Required work —
Which lines below contain the word "table"? Pull out each of them in full.

Material for this exercise —
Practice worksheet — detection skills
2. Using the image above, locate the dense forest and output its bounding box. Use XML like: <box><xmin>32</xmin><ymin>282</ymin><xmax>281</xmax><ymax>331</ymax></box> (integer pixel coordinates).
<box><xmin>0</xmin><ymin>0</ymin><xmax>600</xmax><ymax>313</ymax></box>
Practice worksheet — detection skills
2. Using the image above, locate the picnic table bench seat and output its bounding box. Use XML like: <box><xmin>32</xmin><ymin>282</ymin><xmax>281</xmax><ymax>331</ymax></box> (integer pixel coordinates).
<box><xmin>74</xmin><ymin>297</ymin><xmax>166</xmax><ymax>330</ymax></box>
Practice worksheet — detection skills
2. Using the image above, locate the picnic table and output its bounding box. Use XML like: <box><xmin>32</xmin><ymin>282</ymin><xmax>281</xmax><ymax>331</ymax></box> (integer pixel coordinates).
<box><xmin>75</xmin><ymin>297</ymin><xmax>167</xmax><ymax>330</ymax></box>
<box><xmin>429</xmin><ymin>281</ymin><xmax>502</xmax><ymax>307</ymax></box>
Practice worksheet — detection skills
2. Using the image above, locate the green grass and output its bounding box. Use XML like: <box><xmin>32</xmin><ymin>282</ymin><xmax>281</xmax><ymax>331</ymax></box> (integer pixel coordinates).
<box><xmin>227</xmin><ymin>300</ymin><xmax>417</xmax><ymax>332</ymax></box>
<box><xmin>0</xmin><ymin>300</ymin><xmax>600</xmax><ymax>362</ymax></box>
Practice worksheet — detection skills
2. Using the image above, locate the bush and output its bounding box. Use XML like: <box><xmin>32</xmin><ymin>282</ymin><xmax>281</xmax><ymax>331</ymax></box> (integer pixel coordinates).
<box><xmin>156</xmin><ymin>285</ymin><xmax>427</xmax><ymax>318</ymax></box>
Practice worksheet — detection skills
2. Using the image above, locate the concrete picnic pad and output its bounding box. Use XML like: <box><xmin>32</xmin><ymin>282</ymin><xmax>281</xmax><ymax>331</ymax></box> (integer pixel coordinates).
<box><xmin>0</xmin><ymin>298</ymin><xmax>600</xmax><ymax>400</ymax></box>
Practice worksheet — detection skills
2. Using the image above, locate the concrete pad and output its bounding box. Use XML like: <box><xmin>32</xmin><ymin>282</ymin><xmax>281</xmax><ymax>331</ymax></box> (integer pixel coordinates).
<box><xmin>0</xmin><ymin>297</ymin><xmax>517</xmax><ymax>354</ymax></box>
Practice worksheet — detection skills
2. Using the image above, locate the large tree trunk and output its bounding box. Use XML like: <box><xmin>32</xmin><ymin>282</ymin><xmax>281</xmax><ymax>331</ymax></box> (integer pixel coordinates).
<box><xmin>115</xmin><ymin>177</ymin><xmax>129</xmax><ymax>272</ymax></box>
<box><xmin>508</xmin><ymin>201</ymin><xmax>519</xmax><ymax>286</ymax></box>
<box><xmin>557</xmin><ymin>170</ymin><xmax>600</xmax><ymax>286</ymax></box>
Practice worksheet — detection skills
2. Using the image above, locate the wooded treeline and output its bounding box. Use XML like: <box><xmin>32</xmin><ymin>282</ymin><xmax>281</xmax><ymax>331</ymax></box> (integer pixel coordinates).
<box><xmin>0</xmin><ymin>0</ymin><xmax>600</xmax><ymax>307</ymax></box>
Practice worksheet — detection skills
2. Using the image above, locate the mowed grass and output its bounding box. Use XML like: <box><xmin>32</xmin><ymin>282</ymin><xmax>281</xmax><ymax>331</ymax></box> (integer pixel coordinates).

Exercise output —
2. Using the image above, locate the picnic table bench seat and output its bounding box. Use XML like: <box><xmin>32</xmin><ymin>282</ymin><xmax>281</xmax><ymax>331</ymax></box> (integer pixel coordinates).
2. Using the image above, locate the picnic table and output its bounding box. Use XML like: <box><xmin>32</xmin><ymin>282</ymin><xmax>281</xmax><ymax>331</ymax></box> (integer pixel coordinates).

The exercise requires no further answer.